Task prompt:
Please repeat, word for word, the entries from the line containing "Guideline: for each instance of the rocky" through the end of the entries.
** start **
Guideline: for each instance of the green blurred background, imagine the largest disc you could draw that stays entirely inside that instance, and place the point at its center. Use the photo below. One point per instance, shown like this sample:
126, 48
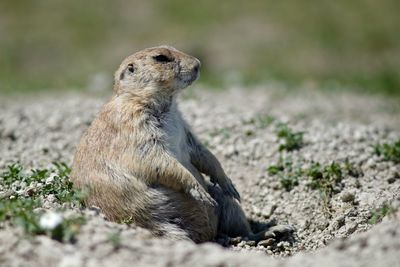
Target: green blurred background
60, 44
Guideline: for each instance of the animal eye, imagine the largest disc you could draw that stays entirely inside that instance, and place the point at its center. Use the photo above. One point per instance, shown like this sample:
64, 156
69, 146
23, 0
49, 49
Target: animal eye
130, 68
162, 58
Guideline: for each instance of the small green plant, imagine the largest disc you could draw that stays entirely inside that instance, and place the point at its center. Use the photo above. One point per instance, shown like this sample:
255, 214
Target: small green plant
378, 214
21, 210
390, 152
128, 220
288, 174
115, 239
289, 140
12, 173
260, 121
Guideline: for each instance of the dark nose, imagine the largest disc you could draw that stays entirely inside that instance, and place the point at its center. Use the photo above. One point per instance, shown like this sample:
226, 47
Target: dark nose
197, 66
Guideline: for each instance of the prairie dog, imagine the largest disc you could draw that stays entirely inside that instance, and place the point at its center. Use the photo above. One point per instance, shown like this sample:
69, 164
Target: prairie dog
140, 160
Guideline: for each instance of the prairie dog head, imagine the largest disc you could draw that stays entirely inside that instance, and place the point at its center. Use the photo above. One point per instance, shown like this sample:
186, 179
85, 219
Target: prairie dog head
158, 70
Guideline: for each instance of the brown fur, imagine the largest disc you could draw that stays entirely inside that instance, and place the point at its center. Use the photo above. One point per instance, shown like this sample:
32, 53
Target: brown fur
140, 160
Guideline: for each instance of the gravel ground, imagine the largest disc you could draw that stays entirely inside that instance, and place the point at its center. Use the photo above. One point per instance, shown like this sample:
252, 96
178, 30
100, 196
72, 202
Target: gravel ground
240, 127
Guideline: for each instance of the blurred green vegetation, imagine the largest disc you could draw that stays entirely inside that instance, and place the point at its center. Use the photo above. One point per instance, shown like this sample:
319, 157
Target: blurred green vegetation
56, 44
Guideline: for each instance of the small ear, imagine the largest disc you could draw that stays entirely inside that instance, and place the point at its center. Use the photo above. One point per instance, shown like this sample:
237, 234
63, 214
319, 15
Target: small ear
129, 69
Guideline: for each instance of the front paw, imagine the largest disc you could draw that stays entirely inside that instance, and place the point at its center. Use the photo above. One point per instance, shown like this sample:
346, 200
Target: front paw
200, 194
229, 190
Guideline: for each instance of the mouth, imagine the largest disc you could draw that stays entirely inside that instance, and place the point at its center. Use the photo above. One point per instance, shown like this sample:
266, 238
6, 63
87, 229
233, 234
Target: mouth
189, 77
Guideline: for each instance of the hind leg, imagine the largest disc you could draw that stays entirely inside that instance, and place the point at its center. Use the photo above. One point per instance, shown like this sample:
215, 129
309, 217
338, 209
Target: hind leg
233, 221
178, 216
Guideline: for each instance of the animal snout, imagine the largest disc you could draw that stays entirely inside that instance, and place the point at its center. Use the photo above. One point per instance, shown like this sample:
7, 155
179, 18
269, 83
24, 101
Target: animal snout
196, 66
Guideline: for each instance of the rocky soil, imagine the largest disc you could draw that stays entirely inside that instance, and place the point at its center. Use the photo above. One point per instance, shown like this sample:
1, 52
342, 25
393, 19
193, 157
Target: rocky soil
** end **
Written response:
Guideline: for each instance of the rocky soil, imagine the largest disc you could draw that stays entirely inside that instance, and place the point at its center. Use the photo above. One point per instance, shown like this sample:
1, 52
342, 25
393, 19
193, 157
Target: rocky soil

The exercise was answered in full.